#### INFORMATION GIVEN
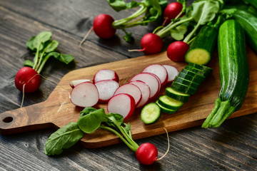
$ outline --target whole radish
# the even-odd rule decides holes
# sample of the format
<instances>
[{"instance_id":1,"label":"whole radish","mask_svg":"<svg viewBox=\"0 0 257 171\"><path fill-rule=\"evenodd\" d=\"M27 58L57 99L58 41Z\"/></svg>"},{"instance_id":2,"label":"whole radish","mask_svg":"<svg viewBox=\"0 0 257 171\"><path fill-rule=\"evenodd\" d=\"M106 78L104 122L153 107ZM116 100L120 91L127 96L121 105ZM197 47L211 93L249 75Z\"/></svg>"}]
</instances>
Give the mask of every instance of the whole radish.
<instances>
[{"instance_id":1,"label":"whole radish","mask_svg":"<svg viewBox=\"0 0 257 171\"><path fill-rule=\"evenodd\" d=\"M136 150L136 157L143 165L150 165L157 160L158 150L156 147L149 142L141 144Z\"/></svg>"},{"instance_id":2,"label":"whole radish","mask_svg":"<svg viewBox=\"0 0 257 171\"><path fill-rule=\"evenodd\" d=\"M165 19L165 23L170 23L171 19L175 19L182 11L183 6L182 4L179 2L172 2L169 4L164 9L163 17ZM181 14L180 16L182 16Z\"/></svg>"},{"instance_id":3,"label":"whole radish","mask_svg":"<svg viewBox=\"0 0 257 171\"><path fill-rule=\"evenodd\" d=\"M34 92L39 88L40 83L39 74L30 67L21 68L15 76L15 86L21 92Z\"/></svg>"},{"instance_id":4,"label":"whole radish","mask_svg":"<svg viewBox=\"0 0 257 171\"><path fill-rule=\"evenodd\" d=\"M144 35L140 43L145 54L157 53L163 48L163 41L161 37L152 33Z\"/></svg>"},{"instance_id":5,"label":"whole radish","mask_svg":"<svg viewBox=\"0 0 257 171\"><path fill-rule=\"evenodd\" d=\"M94 20L93 28L95 33L101 38L110 38L116 33L116 29L112 27L114 18L105 14L98 15Z\"/></svg>"},{"instance_id":6,"label":"whole radish","mask_svg":"<svg viewBox=\"0 0 257 171\"><path fill-rule=\"evenodd\" d=\"M184 62L185 55L189 49L189 45L183 41L174 41L167 48L168 57L176 62Z\"/></svg>"}]
</instances>

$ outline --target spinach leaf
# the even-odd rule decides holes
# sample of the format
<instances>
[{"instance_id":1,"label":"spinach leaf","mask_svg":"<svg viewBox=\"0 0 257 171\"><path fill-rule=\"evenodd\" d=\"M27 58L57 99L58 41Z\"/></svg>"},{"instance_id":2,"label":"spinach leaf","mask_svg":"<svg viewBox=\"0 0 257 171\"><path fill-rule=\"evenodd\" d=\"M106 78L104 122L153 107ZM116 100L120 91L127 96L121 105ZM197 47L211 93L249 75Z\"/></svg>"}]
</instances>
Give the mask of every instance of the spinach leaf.
<instances>
[{"instance_id":1,"label":"spinach leaf","mask_svg":"<svg viewBox=\"0 0 257 171\"><path fill-rule=\"evenodd\" d=\"M75 145L84 135L77 123L71 122L54 133L46 140L44 152L47 155L61 154L64 149Z\"/></svg>"},{"instance_id":2,"label":"spinach leaf","mask_svg":"<svg viewBox=\"0 0 257 171\"><path fill-rule=\"evenodd\" d=\"M104 109L101 108L80 118L77 122L79 128L86 133L97 130L102 122L107 122L108 117Z\"/></svg>"}]
</instances>

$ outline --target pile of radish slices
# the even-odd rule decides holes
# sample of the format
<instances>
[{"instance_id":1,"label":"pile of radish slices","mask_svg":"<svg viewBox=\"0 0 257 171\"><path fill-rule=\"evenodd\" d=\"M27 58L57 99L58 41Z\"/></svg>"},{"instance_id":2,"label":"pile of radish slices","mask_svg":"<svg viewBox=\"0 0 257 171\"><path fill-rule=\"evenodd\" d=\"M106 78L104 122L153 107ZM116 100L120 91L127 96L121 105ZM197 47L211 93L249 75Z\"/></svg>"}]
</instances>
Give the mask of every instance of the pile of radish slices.
<instances>
[{"instance_id":1,"label":"pile of radish slices","mask_svg":"<svg viewBox=\"0 0 257 171\"><path fill-rule=\"evenodd\" d=\"M89 79L72 81L70 99L75 105L83 108L99 102L108 103L109 113L119 113L126 120L136 108L156 97L161 88L171 83L178 73L172 66L152 64L120 86L114 71L101 69L96 73L92 82Z\"/></svg>"}]
</instances>

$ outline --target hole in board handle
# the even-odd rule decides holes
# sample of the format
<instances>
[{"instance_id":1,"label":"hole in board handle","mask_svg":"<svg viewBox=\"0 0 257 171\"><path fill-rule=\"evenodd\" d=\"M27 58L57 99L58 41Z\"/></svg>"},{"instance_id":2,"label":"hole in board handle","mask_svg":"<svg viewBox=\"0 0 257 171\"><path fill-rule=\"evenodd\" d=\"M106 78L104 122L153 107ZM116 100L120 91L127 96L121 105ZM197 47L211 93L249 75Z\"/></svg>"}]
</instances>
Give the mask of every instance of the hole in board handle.
<instances>
[{"instance_id":1,"label":"hole in board handle","mask_svg":"<svg viewBox=\"0 0 257 171\"><path fill-rule=\"evenodd\" d=\"M7 116L3 119L4 123L11 123L13 121L14 118L11 116Z\"/></svg>"}]
</instances>

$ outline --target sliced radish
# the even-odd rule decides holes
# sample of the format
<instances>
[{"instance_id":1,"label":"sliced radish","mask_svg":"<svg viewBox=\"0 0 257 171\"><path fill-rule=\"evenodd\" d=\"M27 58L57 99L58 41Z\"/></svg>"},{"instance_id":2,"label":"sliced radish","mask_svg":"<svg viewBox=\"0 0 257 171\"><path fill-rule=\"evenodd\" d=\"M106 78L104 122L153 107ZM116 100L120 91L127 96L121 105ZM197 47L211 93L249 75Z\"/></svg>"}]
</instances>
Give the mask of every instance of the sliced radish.
<instances>
[{"instance_id":1,"label":"sliced radish","mask_svg":"<svg viewBox=\"0 0 257 171\"><path fill-rule=\"evenodd\" d=\"M138 86L142 93L142 99L140 103L136 105L136 108L140 108L146 104L150 98L150 88L147 84L141 81L133 81L129 83Z\"/></svg>"},{"instance_id":2,"label":"sliced radish","mask_svg":"<svg viewBox=\"0 0 257 171\"><path fill-rule=\"evenodd\" d=\"M150 98L154 98L160 90L160 83L156 76L149 73L141 73L133 76L131 81L141 81L150 88Z\"/></svg>"},{"instance_id":3,"label":"sliced radish","mask_svg":"<svg viewBox=\"0 0 257 171\"><path fill-rule=\"evenodd\" d=\"M90 82L89 79L82 79L82 80L74 80L71 81L70 83L70 86L72 88L74 88L78 84L84 83L84 82Z\"/></svg>"},{"instance_id":4,"label":"sliced radish","mask_svg":"<svg viewBox=\"0 0 257 171\"><path fill-rule=\"evenodd\" d=\"M94 76L93 83L95 83L102 80L113 80L119 82L119 76L117 73L110 69L101 69L96 73Z\"/></svg>"},{"instance_id":5,"label":"sliced radish","mask_svg":"<svg viewBox=\"0 0 257 171\"><path fill-rule=\"evenodd\" d=\"M178 74L178 71L173 66L163 65L168 72L168 83L171 83L176 76Z\"/></svg>"},{"instance_id":6,"label":"sliced radish","mask_svg":"<svg viewBox=\"0 0 257 171\"><path fill-rule=\"evenodd\" d=\"M158 76L161 83L161 87L167 83L168 73L164 66L159 64L153 64L144 68L142 73L151 73Z\"/></svg>"},{"instance_id":7,"label":"sliced radish","mask_svg":"<svg viewBox=\"0 0 257 171\"><path fill-rule=\"evenodd\" d=\"M119 83L112 80L100 81L95 83L99 93L99 102L106 103L114 96L119 87Z\"/></svg>"},{"instance_id":8,"label":"sliced radish","mask_svg":"<svg viewBox=\"0 0 257 171\"><path fill-rule=\"evenodd\" d=\"M86 108L96 105L99 101L99 94L94 83L84 82L72 89L70 98L74 105Z\"/></svg>"},{"instance_id":9,"label":"sliced radish","mask_svg":"<svg viewBox=\"0 0 257 171\"><path fill-rule=\"evenodd\" d=\"M135 110L136 103L134 98L128 94L118 94L112 97L108 103L109 113L119 113L124 120L131 117Z\"/></svg>"},{"instance_id":10,"label":"sliced radish","mask_svg":"<svg viewBox=\"0 0 257 171\"><path fill-rule=\"evenodd\" d=\"M142 99L142 93L140 88L133 84L125 84L119 87L114 93L114 95L117 94L126 93L131 95L137 105Z\"/></svg>"}]
</instances>

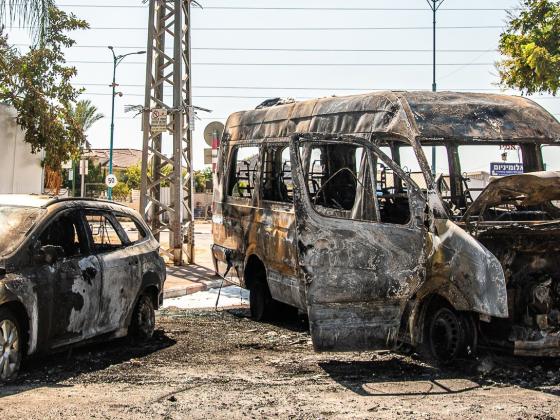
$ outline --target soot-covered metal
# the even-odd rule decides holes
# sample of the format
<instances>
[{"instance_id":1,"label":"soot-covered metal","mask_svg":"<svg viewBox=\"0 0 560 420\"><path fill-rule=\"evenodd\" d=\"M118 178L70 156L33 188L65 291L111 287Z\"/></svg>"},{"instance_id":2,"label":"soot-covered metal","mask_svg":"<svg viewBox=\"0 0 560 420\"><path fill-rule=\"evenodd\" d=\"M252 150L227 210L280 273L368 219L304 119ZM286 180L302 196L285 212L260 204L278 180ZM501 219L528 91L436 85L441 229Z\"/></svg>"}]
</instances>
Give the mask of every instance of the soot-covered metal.
<instances>
[{"instance_id":1,"label":"soot-covered metal","mask_svg":"<svg viewBox=\"0 0 560 420\"><path fill-rule=\"evenodd\" d=\"M233 114L214 192L217 270L234 267L256 318L305 311L319 351L560 355L560 189L539 147L559 141L556 119L505 95L380 92ZM427 144L448 150L449 195ZM460 144L517 145L535 173L495 180L473 202ZM401 146L421 181L402 169Z\"/></svg>"},{"instance_id":2,"label":"soot-covered metal","mask_svg":"<svg viewBox=\"0 0 560 420\"><path fill-rule=\"evenodd\" d=\"M165 265L133 210L0 196L0 220L0 314L16 319L22 355L127 335L143 296L159 306Z\"/></svg>"}]
</instances>

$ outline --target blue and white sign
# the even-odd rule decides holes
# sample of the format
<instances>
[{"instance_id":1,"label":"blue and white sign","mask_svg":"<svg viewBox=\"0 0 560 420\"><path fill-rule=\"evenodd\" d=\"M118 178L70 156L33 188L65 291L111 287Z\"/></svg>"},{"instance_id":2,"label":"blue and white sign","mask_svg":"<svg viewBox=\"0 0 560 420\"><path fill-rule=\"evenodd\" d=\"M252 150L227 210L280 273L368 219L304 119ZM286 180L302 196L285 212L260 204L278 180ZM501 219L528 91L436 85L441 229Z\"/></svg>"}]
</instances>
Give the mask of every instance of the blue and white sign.
<instances>
[{"instance_id":1,"label":"blue and white sign","mask_svg":"<svg viewBox=\"0 0 560 420\"><path fill-rule=\"evenodd\" d=\"M522 163L513 162L491 162L490 175L491 176L508 176L519 175L523 173Z\"/></svg>"}]
</instances>

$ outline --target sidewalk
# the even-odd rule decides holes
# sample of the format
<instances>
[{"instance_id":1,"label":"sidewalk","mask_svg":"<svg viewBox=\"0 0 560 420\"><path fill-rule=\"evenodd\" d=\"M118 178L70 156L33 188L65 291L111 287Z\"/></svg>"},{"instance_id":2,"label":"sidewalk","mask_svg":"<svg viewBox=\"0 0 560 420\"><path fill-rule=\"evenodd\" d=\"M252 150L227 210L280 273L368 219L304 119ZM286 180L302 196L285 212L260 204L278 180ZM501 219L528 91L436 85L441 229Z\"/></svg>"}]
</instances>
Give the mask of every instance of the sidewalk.
<instances>
[{"instance_id":1,"label":"sidewalk","mask_svg":"<svg viewBox=\"0 0 560 420\"><path fill-rule=\"evenodd\" d=\"M175 298L220 287L222 280L214 274L210 246L212 225L207 222L195 224L195 262L186 267L167 267L167 280L163 298Z\"/></svg>"},{"instance_id":2,"label":"sidewalk","mask_svg":"<svg viewBox=\"0 0 560 420\"><path fill-rule=\"evenodd\" d=\"M187 267L167 267L167 280L163 288L163 298L169 299L220 287L222 280L214 275L214 270L201 265Z\"/></svg>"}]
</instances>

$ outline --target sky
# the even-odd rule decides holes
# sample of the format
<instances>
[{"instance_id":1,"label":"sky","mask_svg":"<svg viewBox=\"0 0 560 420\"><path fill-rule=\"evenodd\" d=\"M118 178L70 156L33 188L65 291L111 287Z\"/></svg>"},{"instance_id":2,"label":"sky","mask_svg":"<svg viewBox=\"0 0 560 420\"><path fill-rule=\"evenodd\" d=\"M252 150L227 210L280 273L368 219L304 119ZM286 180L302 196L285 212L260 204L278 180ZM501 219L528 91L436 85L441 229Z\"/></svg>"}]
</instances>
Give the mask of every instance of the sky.
<instances>
[{"instance_id":1,"label":"sky","mask_svg":"<svg viewBox=\"0 0 560 420\"><path fill-rule=\"evenodd\" d=\"M424 0L199 2L203 9L193 6L191 18L193 104L212 113L199 113L201 120L196 121L195 169L204 167L204 127L211 121L225 123L229 114L252 109L266 98L431 89L432 13ZM112 56L107 46L114 46L118 54L146 50L148 8L141 0L64 0L57 5L91 26L72 33L77 44L67 51L67 59L78 69L76 85L86 88L82 97L91 99L106 116L91 128L88 139L93 147L108 148ZM500 92L494 66L500 58L498 39L507 21L506 9L517 6L515 0L444 0L437 15L438 90ZM255 7L269 10L251 9ZM291 9L270 9L275 7ZM376 10L352 10L356 8ZM397 8L401 10L383 10ZM7 32L10 42L22 48L28 43L24 29ZM141 149L140 118L125 113L124 107L144 103L145 56L127 57L117 71L123 96L116 99L115 147ZM549 95L532 99L560 117L560 99ZM545 154L550 169L560 170L558 149L549 148ZM463 169L488 170L488 163L499 161L500 153L488 148L481 158L480 152L465 150ZM438 152L438 162L438 172L445 172L443 151Z\"/></svg>"}]
</instances>

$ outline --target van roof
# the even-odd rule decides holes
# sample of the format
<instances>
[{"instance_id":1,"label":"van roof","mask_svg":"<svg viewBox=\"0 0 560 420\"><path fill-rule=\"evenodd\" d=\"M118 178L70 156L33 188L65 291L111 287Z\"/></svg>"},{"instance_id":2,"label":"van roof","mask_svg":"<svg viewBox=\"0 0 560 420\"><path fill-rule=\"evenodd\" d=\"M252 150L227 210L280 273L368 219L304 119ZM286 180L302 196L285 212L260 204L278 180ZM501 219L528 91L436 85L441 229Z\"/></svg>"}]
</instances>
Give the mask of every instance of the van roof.
<instances>
[{"instance_id":1,"label":"van roof","mask_svg":"<svg viewBox=\"0 0 560 420\"><path fill-rule=\"evenodd\" d=\"M425 144L453 140L560 143L560 123L520 96L459 92L385 91L327 97L232 114L231 141L286 138L295 133L417 137Z\"/></svg>"}]
</instances>

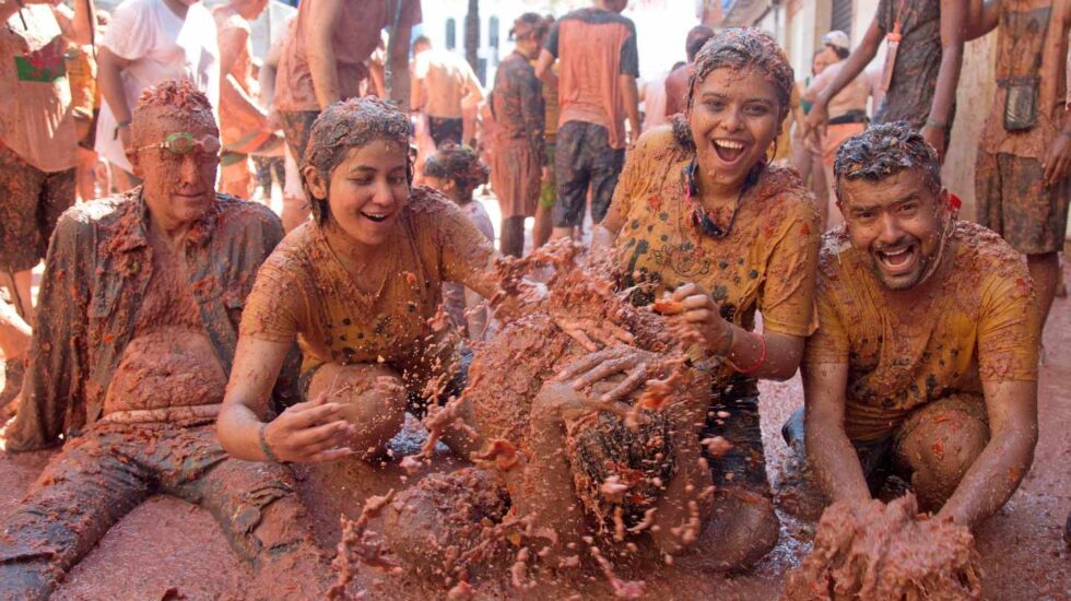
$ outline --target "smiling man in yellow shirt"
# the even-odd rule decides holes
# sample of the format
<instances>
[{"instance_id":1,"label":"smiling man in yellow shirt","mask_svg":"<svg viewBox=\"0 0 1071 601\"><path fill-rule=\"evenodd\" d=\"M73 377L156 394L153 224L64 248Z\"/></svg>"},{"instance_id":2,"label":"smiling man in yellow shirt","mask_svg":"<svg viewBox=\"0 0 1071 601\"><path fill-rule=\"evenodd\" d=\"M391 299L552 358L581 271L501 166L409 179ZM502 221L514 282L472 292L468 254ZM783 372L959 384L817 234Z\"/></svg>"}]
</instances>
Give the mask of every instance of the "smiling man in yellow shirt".
<instances>
[{"instance_id":1,"label":"smiling man in yellow shirt","mask_svg":"<svg viewBox=\"0 0 1071 601\"><path fill-rule=\"evenodd\" d=\"M1033 282L1010 245L955 219L937 154L907 123L850 138L835 175L846 223L824 239L803 358L808 462L831 502L867 500L893 473L973 527L1033 460Z\"/></svg>"}]
</instances>

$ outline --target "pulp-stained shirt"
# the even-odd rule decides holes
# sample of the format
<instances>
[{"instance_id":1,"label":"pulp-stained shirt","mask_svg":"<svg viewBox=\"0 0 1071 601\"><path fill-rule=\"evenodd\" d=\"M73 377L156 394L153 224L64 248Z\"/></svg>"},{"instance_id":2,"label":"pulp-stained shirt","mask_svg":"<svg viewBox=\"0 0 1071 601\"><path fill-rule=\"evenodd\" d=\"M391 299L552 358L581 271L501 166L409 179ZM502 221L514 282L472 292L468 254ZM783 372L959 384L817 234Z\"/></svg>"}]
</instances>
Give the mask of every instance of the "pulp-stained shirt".
<instances>
[{"instance_id":1,"label":"pulp-stained shirt","mask_svg":"<svg viewBox=\"0 0 1071 601\"><path fill-rule=\"evenodd\" d=\"M1067 101L1067 0L1005 0L997 25L997 96L989 108L979 145L993 154L1044 158L1063 126ZM1026 130L1004 129L1004 105L1011 86L1036 91L1037 122Z\"/></svg>"},{"instance_id":2,"label":"pulp-stained shirt","mask_svg":"<svg viewBox=\"0 0 1071 601\"><path fill-rule=\"evenodd\" d=\"M527 57L515 51L498 64L491 102L496 141L527 141L545 165L543 86Z\"/></svg>"},{"instance_id":3,"label":"pulp-stained shirt","mask_svg":"<svg viewBox=\"0 0 1071 601\"><path fill-rule=\"evenodd\" d=\"M51 7L27 4L0 26L0 144L48 173L76 163L66 54Z\"/></svg>"},{"instance_id":4,"label":"pulp-stained shirt","mask_svg":"<svg viewBox=\"0 0 1071 601\"><path fill-rule=\"evenodd\" d=\"M885 34L892 33L898 22L903 39L888 91L874 111L874 122L904 120L921 129L930 116L941 69L941 0L881 0L876 19Z\"/></svg>"},{"instance_id":5,"label":"pulp-stained shirt","mask_svg":"<svg viewBox=\"0 0 1071 601\"><path fill-rule=\"evenodd\" d=\"M825 235L815 306L819 329L803 362L848 365L845 429L888 435L911 412L984 382L1037 379L1039 319L1022 256L985 227L957 222L941 278L894 310L869 251L844 227Z\"/></svg>"},{"instance_id":6,"label":"pulp-stained shirt","mask_svg":"<svg viewBox=\"0 0 1071 601\"><path fill-rule=\"evenodd\" d=\"M490 278L494 249L457 204L431 188L414 188L398 220L384 243L391 254L374 292L356 286L323 226L308 222L291 232L257 275L242 335L296 338L303 373L325 363L382 363L421 393L457 352L454 328L433 322L443 283L485 288L481 279Z\"/></svg>"},{"instance_id":7,"label":"pulp-stained shirt","mask_svg":"<svg viewBox=\"0 0 1071 601\"><path fill-rule=\"evenodd\" d=\"M483 98L480 80L469 61L449 51L432 48L413 59L413 79L422 86L423 106L428 117L460 119L466 108Z\"/></svg>"},{"instance_id":8,"label":"pulp-stained shirt","mask_svg":"<svg viewBox=\"0 0 1071 601\"><path fill-rule=\"evenodd\" d=\"M573 11L554 23L544 48L560 61L558 126L596 123L609 131L611 148L625 148L619 76L639 76L632 20L601 9Z\"/></svg>"},{"instance_id":9,"label":"pulp-stained shirt","mask_svg":"<svg viewBox=\"0 0 1071 601\"><path fill-rule=\"evenodd\" d=\"M141 188L78 204L52 234L34 322L22 404L8 428L12 450L59 444L101 417L152 278L149 213ZM187 235L189 285L224 373L257 269L283 237L263 204L219 195ZM296 398L296 354L279 378L281 409Z\"/></svg>"}]
</instances>

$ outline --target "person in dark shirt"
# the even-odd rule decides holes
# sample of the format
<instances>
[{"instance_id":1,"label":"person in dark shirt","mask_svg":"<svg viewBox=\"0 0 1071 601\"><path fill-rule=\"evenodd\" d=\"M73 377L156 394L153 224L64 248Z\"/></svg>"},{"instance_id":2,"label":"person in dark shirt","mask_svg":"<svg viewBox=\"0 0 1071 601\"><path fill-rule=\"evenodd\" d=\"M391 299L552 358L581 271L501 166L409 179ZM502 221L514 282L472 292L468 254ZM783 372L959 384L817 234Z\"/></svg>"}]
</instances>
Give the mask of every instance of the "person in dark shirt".
<instances>
[{"instance_id":1,"label":"person in dark shirt","mask_svg":"<svg viewBox=\"0 0 1071 601\"><path fill-rule=\"evenodd\" d=\"M684 51L687 52L688 61L680 67L674 67L666 78L666 116L672 117L678 113L684 113L684 96L687 95L688 78L695 72L695 55L699 49L714 37L714 30L707 25L696 25L688 32L684 43Z\"/></svg>"}]
</instances>

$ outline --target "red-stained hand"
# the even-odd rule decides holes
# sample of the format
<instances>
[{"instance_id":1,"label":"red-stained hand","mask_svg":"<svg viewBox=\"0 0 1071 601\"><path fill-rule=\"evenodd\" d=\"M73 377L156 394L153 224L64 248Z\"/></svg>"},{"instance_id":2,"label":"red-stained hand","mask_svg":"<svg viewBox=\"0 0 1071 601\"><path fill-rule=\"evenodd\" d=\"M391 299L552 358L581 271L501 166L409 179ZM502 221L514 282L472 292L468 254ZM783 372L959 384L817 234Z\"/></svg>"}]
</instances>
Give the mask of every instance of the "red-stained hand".
<instances>
[{"instance_id":1,"label":"red-stained hand","mask_svg":"<svg viewBox=\"0 0 1071 601\"><path fill-rule=\"evenodd\" d=\"M1068 176L1071 167L1071 135L1057 133L1052 145L1045 153L1041 167L1045 169L1046 186L1055 186Z\"/></svg>"},{"instance_id":2,"label":"red-stained hand","mask_svg":"<svg viewBox=\"0 0 1071 601\"><path fill-rule=\"evenodd\" d=\"M327 393L286 408L264 428L264 441L280 461L311 463L353 455L346 446L355 428L343 419L345 405Z\"/></svg>"},{"instance_id":3,"label":"red-stained hand","mask_svg":"<svg viewBox=\"0 0 1071 601\"><path fill-rule=\"evenodd\" d=\"M944 163L944 128L928 125L922 128L922 138L937 151L938 161Z\"/></svg>"},{"instance_id":4,"label":"red-stained hand","mask_svg":"<svg viewBox=\"0 0 1071 601\"><path fill-rule=\"evenodd\" d=\"M706 342L707 351L715 355L728 352L732 342L732 327L721 317L721 311L710 294L698 284L684 284L674 290L670 302L659 302L663 315L679 315L684 323Z\"/></svg>"},{"instance_id":5,"label":"red-stained hand","mask_svg":"<svg viewBox=\"0 0 1071 601\"><path fill-rule=\"evenodd\" d=\"M817 140L825 135L825 128L829 123L829 111L825 103L816 102L811 105L811 111L803 119L802 138Z\"/></svg>"},{"instance_id":6,"label":"red-stained hand","mask_svg":"<svg viewBox=\"0 0 1071 601\"><path fill-rule=\"evenodd\" d=\"M566 366L555 377L570 380L574 390L581 390L607 378L625 374L625 379L599 396L600 403L620 401L639 390L647 379L662 369L660 357L635 346L613 346L584 356Z\"/></svg>"}]
</instances>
########
• **TASK TO COMPLETE**:
Which lines in the material above contain the string "spinach"? Copy each of those lines in full.

• **RESPONSE**:
$ outline --target spinach leaf
[{"instance_id":1,"label":"spinach leaf","mask_svg":"<svg viewBox=\"0 0 257 171\"><path fill-rule=\"evenodd\" d=\"M27 58L57 99L58 41Z\"/></svg>"},{"instance_id":2,"label":"spinach leaf","mask_svg":"<svg viewBox=\"0 0 257 171\"><path fill-rule=\"evenodd\" d=\"M106 78L104 122L153 107ZM116 100L120 91L127 96L121 105ZM197 47L211 93L249 75Z\"/></svg>"}]
Give the mask of every instance of the spinach leaf.
[{"instance_id":1,"label":"spinach leaf","mask_svg":"<svg viewBox=\"0 0 257 171\"><path fill-rule=\"evenodd\" d=\"M75 145L84 135L77 123L71 122L54 133L46 140L44 152L47 155L61 154L64 149Z\"/></svg>"},{"instance_id":2,"label":"spinach leaf","mask_svg":"<svg viewBox=\"0 0 257 171\"><path fill-rule=\"evenodd\" d=\"M104 109L101 108L80 118L77 122L79 128L86 133L97 130L102 122L107 122L108 117Z\"/></svg>"}]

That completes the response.